→ **Work required**:
Return each line of the records below that contains the string "grass". Case matters.

# start of Rows

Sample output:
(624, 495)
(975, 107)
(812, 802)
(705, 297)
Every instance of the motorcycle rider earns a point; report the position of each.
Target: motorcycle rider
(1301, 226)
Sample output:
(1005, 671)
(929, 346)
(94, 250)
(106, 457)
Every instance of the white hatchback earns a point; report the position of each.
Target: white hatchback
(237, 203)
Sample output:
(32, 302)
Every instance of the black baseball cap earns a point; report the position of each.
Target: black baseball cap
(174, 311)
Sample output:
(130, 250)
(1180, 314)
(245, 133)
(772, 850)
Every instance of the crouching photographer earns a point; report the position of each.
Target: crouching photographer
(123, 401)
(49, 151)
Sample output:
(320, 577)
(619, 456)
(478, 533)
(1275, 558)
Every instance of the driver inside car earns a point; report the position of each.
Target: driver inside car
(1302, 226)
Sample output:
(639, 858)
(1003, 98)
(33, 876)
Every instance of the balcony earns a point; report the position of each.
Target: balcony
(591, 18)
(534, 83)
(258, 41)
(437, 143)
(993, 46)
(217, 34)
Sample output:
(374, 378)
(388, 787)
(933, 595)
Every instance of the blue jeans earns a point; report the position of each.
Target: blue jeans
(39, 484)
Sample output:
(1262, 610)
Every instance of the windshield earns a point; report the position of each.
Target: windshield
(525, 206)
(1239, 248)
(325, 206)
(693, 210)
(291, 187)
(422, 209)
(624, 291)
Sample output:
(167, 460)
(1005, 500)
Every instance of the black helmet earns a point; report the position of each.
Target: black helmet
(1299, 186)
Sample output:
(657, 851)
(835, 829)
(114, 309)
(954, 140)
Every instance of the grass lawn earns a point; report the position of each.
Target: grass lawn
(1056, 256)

# end of Rows

→ **Exercise response**:
Every instance of the grass lawn earns a point; report the position of each.
Target: grass lawn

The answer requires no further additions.